**STATED GOAL A**
Find every line in the records below that contains the word "grass", and copy each of those lines.

**PAGE TEXT**
++++++++++

A coming-of-age story with high drama and plenty of heart.

Moving from Chicago to the suburbs turns a teenage girl’s life upside down in Doyle’s latest YA novel.

After her parents split up, Ella Bennett and her mom leave their home in the Chicago neighborhood of Lincoln Parkfor a tiny Cape Cod cottage in the Illinois suburb of Snow Ridge. When Ella first encounters fellow sophomore Grace Childs, she knows that she has nothing in common with the “tall, gorgeous, undoubtedly popular” girl who lives in the mansion next door. When Grace’s mom offers Ella a ride on her first day of the school year, it leads to an invitation to join Grace’s table at lunch; the table itself is marked with a brass plaque honoring the Childs family. The girls’ relationship takes a dark turn once Ella joins the cheer team and Grace fails to make the cut. A freak fall sidelines Ella from the squad, and it turns out to the beginning of all-out war between the new girl and the queen bee. At the same time, Ella is navigating her parents’ divorce—sometimes wisely, sometimes not. Her father’s new girlfriend, Cynthia, becomes Ella’s ally, but can Ella follow Cynthia’s questionable advice and still live with herself? Along the way, she learns who her real friends are—and what it means to be a real friend to others. As she did in Points (2020), Doyle takes the social and emotional lives of young people seriously in this novel. She explores what it means to be an outsider in a community with a long-established hierarchy while also showing how Ella adapts to her family’s new shape. Several of the choices that the protagonist makes during her feud with Grace have serious consequences, and some readers might feel like the people around her—her mom, her principal, the one cheerleader who is kind to her—let her off too easily. Other readers, though, will find her redemptive arc to be satisfying.

++++++++++

[Excerpts from point annotation data]
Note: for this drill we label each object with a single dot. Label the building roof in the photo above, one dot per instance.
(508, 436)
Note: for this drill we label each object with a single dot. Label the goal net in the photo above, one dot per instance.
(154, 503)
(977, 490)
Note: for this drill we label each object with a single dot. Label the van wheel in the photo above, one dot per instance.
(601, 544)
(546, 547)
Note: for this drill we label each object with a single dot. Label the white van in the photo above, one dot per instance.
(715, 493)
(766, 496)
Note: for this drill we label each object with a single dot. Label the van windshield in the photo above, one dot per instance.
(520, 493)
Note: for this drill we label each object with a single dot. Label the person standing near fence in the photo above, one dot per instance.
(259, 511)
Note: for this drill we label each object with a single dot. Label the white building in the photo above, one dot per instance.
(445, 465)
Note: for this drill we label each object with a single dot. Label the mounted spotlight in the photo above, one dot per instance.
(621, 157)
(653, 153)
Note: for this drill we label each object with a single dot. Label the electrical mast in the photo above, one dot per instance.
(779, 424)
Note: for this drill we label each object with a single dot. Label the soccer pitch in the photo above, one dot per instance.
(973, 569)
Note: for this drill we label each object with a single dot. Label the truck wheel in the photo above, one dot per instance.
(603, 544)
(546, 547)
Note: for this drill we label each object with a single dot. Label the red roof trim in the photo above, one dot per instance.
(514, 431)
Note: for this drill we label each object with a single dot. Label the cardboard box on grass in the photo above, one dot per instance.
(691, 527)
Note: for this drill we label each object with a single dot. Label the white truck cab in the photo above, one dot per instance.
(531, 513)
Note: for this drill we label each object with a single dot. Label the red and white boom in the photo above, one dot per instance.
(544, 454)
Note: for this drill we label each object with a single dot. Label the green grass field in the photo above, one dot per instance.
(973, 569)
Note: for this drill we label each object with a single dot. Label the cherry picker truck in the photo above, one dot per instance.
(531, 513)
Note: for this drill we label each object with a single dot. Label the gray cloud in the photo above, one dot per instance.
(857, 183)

++++++++++

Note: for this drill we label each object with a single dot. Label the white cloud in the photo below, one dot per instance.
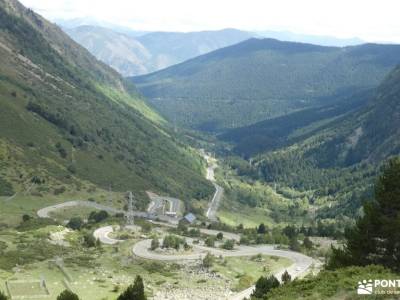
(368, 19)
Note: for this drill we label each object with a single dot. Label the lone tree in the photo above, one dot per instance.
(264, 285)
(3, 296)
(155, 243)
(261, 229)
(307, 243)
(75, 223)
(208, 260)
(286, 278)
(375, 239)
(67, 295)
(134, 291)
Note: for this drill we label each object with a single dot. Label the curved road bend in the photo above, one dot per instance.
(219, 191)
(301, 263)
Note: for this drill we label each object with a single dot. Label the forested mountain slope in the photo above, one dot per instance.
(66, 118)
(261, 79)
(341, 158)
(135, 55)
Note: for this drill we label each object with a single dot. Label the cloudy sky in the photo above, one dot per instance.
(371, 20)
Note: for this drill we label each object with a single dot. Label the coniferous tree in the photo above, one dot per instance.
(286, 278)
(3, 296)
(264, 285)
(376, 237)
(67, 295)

++++++++++

**STATED GOAL B**
Reproduce the book review above word for word, in full.

**RESULT A**
Note: for this drill we label each object with a single dot. Label the cardboard box on grass in the photo above, one dot per instance.
Note: for this drill we label each object with a single dot. Label the green grass field in the photo above, one dot per instance.

**RESULT B**
A coming-of-age story with high drama and plenty of heart.

Moving from Chicago to the suburbs turns a teenage girl’s life upside down in Doyle’s latest YA novel.

After her parents split up, Ella Bennett and her mom leave their home in the Chicago neighborhood of Lincoln Parkfor a tiny Cape Cod cottage in the Illinois suburb of Snow Ridge. When Ella first encounters fellow sophomore Grace Childs, she knows that she has nothing in common with the “tall, gorgeous, undoubtedly popular” girl who lives in the mansion next door. When Grace’s mom offers Ella a ride on her first day of the school year, it leads to an invitation to join Grace’s table at lunch; the table itself is marked with a brass plaque honoring the Childs family. The girls’ relationship takes a dark turn once Ella joins the cheer team and Grace fails to make the cut. A freak fall sidelines Ella from the squad, and it turns out to the beginning of all-out war between the new girl and the queen bee. At the same time, Ella is navigating her parents’ divorce—sometimes wisely, sometimes not. Her father’s new girlfriend, Cynthia, becomes Ella’s ally, but can Ella follow Cynthia’s questionable advice and still live with herself? Along the way, she learns who her real friends are—and what it means to be a real friend to others. As she did in Points (2020), Doyle takes the social and emotional lives of young people seriously in this novel. She explores what it means to be an outsider in a community with a long-established hierarchy while also showing how Ella adapts to her family’s new shape. Several of the choices that the protagonist makes during her feud with Grace have serious consequences, and some readers might feel like the people around her—her mom, her principal, the one cheerleader who is kind to her—let her off too easily. Other readers, though, will find her redemptive arc to be satisfying.